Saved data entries
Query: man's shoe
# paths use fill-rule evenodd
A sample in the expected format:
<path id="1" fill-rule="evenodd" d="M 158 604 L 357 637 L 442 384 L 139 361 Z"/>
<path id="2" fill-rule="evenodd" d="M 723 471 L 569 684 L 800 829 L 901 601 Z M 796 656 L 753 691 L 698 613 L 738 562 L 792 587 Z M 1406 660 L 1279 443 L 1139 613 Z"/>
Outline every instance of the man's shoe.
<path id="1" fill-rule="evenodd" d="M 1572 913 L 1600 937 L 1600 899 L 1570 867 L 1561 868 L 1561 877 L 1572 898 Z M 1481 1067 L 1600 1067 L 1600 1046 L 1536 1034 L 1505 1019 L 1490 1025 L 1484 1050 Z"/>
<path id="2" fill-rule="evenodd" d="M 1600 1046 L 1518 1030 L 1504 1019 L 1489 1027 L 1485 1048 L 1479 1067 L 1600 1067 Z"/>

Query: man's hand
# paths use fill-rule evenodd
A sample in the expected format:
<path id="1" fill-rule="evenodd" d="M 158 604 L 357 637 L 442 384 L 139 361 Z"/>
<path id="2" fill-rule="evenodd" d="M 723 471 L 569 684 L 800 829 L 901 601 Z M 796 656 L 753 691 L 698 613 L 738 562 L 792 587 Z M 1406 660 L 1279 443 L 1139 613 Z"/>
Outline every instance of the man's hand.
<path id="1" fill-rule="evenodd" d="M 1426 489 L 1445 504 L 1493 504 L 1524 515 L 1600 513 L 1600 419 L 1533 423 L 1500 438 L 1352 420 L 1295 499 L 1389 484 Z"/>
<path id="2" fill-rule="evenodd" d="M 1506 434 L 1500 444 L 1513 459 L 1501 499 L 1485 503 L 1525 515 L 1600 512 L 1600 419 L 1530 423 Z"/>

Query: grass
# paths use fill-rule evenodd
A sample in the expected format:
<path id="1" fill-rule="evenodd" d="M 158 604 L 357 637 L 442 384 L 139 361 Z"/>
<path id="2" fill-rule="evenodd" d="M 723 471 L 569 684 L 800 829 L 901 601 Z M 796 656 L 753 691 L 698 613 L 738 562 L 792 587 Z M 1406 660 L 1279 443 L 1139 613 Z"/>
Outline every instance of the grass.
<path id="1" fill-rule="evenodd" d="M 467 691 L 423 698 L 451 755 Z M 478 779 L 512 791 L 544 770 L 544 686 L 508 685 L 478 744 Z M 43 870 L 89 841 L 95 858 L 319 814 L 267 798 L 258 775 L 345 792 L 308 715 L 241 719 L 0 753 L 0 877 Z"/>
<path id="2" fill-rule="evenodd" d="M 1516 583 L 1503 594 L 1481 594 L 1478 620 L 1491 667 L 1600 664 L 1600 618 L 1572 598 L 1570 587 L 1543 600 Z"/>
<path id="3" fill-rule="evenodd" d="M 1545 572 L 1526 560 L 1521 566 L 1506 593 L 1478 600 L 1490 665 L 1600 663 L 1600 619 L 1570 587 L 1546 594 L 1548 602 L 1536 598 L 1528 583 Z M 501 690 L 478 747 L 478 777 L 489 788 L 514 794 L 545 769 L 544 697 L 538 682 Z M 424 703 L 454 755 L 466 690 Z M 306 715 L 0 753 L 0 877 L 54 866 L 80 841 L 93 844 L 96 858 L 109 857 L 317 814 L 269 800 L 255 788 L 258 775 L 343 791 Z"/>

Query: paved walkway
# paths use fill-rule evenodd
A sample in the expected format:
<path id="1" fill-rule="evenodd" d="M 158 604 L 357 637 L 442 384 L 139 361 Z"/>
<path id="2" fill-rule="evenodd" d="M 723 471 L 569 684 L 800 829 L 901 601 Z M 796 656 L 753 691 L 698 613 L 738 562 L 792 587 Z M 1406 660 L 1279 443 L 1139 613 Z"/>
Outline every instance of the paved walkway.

Problem details: All lines of the records above that carry the word "walkway" should be listed.

Task result:
Query: paved walkway
Outline every instance of the paved walkway.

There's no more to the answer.